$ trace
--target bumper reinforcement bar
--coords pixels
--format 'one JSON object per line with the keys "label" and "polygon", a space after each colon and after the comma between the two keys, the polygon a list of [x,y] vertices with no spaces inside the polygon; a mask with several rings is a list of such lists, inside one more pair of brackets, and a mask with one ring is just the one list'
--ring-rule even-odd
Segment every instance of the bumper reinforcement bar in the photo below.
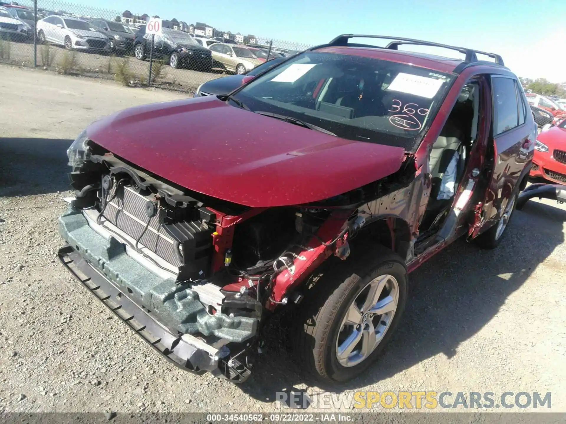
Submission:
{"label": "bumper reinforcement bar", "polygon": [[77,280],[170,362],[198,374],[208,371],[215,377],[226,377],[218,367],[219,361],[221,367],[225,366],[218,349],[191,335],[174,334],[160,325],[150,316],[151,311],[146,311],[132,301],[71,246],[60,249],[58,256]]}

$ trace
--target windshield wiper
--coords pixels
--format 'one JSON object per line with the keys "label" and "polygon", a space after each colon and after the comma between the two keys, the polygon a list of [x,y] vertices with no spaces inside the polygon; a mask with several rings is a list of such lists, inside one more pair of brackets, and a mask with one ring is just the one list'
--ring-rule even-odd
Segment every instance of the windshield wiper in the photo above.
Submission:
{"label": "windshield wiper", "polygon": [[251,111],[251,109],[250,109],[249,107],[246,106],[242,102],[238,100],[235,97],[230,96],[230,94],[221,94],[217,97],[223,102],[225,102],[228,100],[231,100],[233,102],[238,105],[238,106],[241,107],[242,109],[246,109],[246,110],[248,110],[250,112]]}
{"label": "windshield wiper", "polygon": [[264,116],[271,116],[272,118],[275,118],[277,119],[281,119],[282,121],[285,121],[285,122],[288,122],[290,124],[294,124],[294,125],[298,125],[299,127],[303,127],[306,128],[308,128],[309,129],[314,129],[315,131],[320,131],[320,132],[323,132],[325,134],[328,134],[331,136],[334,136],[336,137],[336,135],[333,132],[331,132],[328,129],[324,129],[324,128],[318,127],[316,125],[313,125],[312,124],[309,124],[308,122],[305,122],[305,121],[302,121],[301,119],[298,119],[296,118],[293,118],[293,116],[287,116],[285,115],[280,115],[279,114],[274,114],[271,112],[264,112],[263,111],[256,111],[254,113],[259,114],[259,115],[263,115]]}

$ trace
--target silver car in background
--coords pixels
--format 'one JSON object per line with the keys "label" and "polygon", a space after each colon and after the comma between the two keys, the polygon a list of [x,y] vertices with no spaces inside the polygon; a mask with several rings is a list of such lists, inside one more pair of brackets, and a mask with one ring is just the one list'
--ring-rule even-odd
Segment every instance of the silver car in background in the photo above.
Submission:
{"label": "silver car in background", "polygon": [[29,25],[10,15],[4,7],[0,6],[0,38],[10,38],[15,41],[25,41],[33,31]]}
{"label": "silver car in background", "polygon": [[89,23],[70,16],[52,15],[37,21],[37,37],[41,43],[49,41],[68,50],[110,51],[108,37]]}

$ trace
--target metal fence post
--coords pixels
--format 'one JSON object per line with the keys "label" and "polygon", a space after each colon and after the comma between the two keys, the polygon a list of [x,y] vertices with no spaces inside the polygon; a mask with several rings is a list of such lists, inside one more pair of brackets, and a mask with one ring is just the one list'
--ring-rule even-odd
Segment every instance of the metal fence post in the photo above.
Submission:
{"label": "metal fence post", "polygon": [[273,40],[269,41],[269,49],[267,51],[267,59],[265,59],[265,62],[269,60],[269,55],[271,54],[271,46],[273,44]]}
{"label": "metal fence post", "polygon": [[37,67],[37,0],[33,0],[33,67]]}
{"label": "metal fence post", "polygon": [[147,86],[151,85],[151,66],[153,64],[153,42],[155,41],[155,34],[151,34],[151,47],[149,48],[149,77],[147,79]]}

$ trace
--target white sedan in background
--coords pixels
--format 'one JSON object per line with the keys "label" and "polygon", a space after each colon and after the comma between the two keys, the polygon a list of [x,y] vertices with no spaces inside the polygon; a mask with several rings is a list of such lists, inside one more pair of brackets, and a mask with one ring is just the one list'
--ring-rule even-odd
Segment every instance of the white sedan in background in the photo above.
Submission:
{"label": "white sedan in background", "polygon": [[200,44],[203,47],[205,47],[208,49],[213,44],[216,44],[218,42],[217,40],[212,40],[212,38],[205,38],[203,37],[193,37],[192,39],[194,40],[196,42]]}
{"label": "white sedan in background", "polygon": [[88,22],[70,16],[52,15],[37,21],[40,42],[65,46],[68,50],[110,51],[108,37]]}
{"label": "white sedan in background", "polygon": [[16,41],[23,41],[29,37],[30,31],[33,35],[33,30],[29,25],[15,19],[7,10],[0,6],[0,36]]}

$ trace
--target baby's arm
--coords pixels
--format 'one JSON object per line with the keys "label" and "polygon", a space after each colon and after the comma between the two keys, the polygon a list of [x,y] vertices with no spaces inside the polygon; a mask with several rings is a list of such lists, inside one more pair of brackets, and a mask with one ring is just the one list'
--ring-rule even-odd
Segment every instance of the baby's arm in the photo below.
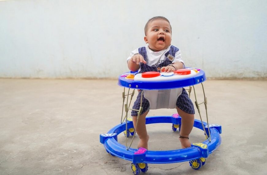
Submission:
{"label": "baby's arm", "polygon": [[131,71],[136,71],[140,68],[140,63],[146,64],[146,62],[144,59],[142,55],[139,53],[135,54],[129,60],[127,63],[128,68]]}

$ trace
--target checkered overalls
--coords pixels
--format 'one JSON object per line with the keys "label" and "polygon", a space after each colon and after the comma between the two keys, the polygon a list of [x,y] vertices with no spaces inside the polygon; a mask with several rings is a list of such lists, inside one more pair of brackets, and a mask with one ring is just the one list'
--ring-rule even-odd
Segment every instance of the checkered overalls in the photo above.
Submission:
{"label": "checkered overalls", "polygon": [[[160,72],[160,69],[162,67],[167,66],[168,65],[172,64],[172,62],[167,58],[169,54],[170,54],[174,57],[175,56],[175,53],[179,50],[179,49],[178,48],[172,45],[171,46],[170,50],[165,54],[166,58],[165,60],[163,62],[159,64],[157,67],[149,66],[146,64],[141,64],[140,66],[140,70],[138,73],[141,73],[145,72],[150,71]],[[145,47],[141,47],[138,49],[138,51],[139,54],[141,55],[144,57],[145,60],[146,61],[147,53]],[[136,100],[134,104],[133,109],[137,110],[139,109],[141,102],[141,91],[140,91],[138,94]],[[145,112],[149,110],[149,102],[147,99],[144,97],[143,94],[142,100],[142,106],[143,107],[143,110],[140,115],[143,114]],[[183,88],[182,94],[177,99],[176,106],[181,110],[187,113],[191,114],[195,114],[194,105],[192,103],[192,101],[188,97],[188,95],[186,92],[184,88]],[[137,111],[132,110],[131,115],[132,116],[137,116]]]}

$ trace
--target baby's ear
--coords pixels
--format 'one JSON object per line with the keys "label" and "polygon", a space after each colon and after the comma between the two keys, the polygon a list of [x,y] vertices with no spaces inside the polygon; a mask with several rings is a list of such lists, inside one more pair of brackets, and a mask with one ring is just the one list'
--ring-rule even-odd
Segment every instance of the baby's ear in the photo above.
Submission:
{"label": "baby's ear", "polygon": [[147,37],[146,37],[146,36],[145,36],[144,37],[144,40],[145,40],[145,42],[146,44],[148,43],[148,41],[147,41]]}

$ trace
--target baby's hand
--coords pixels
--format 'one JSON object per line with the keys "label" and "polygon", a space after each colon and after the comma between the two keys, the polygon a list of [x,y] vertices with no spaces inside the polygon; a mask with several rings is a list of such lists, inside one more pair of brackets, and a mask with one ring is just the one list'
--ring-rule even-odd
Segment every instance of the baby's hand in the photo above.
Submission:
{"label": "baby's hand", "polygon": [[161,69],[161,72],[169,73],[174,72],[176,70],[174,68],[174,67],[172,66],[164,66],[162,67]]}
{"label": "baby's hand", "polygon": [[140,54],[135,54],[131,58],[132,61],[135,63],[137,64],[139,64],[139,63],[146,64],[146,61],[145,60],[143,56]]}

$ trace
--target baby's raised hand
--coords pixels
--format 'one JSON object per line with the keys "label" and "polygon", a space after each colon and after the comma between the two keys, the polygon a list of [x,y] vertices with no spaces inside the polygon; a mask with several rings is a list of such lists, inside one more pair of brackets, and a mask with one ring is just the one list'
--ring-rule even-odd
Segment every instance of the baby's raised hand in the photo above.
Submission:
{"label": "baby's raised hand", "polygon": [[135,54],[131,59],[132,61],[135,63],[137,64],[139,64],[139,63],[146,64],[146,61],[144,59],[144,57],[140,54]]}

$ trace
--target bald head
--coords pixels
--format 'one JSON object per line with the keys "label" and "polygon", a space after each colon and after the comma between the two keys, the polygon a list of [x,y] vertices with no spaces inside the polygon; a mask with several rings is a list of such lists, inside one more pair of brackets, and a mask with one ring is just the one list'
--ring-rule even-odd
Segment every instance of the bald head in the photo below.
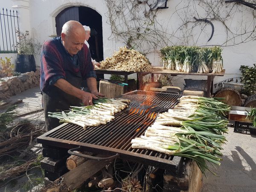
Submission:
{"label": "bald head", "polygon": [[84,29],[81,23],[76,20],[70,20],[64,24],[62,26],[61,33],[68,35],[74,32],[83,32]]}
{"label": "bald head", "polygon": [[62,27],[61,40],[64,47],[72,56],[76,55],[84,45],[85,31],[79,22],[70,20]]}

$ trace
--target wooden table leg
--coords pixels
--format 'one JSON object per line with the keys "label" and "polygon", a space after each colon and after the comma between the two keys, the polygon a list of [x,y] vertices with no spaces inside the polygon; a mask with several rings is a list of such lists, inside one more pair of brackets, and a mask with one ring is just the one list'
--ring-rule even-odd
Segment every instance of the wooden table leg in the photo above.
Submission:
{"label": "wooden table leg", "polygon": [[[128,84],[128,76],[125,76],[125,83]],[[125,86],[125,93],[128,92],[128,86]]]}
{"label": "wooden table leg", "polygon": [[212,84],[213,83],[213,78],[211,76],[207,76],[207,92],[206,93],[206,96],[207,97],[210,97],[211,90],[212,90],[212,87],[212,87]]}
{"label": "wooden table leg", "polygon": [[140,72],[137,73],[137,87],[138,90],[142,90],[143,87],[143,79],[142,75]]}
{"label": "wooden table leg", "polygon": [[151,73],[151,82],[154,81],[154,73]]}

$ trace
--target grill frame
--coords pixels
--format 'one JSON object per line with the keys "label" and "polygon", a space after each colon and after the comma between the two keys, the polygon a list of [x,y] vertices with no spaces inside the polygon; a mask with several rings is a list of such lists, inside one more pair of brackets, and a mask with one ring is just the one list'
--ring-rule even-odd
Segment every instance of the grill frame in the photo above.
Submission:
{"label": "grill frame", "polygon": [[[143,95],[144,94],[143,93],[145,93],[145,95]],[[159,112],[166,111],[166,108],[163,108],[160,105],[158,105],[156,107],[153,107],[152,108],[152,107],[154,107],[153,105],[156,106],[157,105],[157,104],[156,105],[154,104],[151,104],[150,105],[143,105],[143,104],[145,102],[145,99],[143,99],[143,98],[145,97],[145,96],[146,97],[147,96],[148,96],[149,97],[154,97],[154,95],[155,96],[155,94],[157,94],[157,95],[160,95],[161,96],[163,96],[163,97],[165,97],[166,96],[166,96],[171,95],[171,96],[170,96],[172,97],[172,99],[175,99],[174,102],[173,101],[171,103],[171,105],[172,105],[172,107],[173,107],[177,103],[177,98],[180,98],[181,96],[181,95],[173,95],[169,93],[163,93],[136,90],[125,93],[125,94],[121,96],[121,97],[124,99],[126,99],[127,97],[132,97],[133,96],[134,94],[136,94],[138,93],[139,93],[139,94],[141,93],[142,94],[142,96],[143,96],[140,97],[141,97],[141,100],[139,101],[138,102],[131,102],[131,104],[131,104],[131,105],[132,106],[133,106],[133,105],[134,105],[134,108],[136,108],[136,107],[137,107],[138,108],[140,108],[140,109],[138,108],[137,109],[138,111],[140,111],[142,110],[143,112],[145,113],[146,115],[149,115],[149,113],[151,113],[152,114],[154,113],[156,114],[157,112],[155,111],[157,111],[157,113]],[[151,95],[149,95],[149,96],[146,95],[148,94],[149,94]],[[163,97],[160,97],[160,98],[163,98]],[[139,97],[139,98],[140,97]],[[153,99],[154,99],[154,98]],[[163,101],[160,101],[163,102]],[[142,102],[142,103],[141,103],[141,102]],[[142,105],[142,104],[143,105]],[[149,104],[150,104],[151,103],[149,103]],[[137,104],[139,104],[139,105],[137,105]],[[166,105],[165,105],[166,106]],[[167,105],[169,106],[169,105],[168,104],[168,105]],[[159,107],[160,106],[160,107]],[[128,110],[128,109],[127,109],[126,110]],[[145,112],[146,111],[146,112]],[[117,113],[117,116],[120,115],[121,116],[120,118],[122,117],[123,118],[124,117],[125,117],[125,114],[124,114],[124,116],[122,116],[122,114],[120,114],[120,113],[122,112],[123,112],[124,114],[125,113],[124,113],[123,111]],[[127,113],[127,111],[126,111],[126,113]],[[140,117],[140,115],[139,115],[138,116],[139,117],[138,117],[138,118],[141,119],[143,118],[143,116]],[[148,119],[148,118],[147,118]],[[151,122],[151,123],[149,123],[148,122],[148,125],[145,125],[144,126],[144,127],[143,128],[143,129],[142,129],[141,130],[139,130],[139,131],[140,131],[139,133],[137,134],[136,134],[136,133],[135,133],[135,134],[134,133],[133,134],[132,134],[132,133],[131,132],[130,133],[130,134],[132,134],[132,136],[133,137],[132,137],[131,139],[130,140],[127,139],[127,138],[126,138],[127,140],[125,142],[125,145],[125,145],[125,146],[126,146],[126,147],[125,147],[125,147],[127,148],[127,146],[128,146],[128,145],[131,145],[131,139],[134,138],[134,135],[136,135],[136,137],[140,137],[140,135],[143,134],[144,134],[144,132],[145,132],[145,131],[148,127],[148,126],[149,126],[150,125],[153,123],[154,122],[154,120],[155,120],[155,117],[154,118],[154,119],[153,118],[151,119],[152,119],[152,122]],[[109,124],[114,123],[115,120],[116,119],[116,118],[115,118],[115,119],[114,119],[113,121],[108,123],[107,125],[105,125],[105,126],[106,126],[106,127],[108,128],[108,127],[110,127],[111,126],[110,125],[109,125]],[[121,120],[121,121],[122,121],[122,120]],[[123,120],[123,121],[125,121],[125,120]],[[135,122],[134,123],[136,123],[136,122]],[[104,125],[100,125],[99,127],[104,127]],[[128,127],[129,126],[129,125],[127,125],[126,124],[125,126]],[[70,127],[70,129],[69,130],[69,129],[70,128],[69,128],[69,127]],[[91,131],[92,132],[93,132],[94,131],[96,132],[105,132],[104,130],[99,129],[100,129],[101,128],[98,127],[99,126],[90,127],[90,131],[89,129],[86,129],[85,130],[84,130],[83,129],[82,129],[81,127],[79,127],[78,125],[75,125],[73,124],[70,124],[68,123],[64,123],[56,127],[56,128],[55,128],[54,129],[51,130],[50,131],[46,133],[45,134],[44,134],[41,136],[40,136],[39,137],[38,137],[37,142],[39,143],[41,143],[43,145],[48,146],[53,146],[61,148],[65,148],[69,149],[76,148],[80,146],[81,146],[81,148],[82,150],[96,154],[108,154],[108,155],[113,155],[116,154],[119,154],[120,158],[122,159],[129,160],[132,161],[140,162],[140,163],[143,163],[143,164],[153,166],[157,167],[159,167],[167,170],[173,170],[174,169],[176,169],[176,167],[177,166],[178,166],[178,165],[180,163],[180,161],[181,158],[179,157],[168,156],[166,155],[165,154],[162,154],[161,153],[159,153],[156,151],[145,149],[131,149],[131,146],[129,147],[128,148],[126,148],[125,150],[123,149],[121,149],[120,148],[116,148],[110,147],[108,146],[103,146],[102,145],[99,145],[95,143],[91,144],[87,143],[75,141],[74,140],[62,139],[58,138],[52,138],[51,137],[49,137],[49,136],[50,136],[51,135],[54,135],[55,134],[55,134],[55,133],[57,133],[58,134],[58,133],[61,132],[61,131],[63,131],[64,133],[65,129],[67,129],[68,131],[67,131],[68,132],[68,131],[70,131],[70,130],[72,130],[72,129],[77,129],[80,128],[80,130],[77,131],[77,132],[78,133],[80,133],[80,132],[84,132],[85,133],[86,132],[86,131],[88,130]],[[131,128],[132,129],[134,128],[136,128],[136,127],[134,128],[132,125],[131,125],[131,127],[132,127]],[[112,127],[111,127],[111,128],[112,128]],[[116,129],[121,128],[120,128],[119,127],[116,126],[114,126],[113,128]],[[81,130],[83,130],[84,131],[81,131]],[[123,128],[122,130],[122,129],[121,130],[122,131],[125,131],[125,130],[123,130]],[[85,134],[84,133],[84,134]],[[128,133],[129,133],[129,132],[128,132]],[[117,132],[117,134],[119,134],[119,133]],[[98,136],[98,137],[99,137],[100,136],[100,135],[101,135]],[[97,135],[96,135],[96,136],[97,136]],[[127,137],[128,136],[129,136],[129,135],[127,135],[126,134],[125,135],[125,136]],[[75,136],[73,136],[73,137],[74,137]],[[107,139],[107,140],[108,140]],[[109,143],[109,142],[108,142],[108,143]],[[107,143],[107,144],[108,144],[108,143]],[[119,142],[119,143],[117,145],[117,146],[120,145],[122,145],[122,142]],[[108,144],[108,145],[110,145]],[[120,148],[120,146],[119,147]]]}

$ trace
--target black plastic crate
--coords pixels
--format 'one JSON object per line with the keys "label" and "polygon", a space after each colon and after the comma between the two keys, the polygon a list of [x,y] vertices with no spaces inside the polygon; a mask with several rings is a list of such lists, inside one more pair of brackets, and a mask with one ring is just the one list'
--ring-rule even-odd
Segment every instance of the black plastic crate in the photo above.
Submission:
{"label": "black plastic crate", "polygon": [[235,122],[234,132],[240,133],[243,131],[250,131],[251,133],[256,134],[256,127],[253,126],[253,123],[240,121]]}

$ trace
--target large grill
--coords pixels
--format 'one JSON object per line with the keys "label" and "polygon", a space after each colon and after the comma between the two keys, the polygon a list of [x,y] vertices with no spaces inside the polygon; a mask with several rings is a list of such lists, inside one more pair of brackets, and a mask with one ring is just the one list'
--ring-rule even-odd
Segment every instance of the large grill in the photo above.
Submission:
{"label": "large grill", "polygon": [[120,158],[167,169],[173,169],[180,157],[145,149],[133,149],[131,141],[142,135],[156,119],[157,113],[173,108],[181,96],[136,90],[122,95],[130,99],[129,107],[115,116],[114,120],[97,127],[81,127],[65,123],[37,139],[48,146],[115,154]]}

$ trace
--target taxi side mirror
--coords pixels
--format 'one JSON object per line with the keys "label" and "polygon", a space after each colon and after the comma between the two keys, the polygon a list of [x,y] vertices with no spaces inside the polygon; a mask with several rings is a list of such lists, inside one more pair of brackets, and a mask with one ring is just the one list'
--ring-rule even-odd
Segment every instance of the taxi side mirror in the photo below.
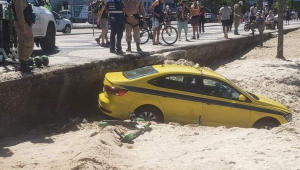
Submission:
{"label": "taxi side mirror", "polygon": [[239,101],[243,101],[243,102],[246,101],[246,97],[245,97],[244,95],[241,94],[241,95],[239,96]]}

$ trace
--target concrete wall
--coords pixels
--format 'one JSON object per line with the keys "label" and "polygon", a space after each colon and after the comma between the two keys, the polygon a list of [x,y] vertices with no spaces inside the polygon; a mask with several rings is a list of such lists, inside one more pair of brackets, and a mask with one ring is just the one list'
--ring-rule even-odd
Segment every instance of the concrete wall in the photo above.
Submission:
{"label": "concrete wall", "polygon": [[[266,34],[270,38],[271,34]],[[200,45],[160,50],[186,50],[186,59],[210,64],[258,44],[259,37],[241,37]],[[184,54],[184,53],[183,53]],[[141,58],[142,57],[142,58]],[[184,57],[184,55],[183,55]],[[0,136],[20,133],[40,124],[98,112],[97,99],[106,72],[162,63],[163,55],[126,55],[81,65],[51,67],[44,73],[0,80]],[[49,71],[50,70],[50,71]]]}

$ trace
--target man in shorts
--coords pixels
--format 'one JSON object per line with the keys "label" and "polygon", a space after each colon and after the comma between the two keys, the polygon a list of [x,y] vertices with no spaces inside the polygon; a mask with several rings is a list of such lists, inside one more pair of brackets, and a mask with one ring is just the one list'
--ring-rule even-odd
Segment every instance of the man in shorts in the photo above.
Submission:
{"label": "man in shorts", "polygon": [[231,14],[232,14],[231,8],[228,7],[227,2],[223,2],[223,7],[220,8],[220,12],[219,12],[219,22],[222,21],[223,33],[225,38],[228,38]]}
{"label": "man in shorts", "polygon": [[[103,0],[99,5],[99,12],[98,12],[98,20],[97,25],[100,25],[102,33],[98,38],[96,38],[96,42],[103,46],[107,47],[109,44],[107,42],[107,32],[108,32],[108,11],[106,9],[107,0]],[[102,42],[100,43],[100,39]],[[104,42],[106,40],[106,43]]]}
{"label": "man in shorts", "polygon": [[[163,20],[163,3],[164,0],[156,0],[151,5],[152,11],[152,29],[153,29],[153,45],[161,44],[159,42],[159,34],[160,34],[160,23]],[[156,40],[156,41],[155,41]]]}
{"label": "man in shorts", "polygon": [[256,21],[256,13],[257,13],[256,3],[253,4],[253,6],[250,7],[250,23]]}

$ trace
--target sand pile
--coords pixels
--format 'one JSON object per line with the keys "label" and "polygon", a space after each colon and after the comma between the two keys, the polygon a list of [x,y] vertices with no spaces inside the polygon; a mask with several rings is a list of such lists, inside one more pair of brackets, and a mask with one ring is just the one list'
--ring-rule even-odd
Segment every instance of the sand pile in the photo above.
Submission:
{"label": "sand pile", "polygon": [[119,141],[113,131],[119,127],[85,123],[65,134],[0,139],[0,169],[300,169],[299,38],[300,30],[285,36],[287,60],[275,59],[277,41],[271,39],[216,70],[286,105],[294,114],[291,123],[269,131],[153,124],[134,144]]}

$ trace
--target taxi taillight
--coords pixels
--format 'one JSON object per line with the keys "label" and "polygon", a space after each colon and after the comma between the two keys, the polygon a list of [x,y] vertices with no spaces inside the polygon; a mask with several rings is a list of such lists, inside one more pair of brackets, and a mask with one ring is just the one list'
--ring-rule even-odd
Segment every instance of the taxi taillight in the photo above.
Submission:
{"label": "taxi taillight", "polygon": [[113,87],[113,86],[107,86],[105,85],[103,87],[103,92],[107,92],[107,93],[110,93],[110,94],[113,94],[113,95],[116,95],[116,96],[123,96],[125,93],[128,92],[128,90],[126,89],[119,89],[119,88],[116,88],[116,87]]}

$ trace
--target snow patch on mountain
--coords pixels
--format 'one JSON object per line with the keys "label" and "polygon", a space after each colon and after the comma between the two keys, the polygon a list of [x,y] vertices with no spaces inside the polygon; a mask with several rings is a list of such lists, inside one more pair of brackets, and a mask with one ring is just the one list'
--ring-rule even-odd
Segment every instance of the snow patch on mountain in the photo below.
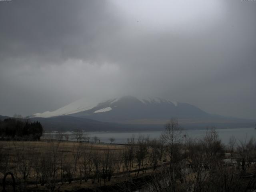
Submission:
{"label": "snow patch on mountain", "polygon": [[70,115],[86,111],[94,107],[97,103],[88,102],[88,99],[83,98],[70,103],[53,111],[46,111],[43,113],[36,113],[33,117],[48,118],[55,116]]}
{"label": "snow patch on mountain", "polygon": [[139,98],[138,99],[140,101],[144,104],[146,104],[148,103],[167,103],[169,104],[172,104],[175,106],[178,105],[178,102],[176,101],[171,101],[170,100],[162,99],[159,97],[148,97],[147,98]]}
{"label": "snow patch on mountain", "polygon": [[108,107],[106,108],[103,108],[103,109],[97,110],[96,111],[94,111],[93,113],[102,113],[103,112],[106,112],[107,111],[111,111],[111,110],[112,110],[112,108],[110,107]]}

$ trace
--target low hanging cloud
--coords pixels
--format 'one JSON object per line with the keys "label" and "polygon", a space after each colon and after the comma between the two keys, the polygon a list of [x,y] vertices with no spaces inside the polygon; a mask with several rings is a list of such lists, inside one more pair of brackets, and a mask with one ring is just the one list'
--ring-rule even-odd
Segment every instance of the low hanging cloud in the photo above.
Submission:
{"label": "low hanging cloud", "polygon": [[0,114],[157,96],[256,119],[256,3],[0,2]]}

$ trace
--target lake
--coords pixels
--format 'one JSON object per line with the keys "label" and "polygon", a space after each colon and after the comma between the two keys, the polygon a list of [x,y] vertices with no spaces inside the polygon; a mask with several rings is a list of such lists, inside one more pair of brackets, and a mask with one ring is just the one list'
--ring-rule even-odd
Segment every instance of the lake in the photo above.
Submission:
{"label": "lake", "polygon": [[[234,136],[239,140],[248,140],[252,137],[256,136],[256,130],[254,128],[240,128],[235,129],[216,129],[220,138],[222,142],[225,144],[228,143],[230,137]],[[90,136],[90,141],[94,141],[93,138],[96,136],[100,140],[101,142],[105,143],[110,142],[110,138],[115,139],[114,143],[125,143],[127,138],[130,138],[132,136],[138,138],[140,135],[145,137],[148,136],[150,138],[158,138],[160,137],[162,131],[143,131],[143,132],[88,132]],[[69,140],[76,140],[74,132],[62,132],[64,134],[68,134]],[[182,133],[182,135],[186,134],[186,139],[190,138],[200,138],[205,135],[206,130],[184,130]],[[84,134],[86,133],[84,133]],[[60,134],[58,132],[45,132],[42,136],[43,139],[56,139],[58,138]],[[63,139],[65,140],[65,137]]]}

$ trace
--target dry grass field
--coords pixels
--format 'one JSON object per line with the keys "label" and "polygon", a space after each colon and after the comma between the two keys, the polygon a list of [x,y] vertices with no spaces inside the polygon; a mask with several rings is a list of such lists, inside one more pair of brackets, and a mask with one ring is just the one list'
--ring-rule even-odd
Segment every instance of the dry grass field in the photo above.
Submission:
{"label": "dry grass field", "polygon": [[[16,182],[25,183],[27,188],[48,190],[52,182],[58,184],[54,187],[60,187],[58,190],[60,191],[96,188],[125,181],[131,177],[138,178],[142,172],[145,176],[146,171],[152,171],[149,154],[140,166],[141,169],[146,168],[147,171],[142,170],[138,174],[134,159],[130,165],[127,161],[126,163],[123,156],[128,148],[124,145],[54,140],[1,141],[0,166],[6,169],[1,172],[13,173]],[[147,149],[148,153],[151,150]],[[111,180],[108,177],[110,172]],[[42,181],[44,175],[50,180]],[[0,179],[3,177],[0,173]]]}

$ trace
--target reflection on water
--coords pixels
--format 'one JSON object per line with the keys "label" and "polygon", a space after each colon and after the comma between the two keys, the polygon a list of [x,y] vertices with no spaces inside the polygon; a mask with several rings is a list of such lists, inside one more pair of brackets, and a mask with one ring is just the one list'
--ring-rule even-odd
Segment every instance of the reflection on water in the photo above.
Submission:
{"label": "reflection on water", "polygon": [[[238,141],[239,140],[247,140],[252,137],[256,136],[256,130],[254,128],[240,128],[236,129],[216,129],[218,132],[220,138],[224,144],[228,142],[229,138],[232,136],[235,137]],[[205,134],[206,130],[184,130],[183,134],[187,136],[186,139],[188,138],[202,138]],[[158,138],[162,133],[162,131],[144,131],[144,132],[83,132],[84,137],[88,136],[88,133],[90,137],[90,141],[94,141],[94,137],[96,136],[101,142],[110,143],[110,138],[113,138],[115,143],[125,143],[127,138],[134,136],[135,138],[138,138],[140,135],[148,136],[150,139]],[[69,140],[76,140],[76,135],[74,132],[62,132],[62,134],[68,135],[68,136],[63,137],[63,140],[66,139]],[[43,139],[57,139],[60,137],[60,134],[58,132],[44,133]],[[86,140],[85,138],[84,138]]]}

..........

#### PROMPT:
State how many lines of the rows contain the string "cloud", counting only matches in the same case. Give the number alone.

#### WRITTEN ANSWER:
3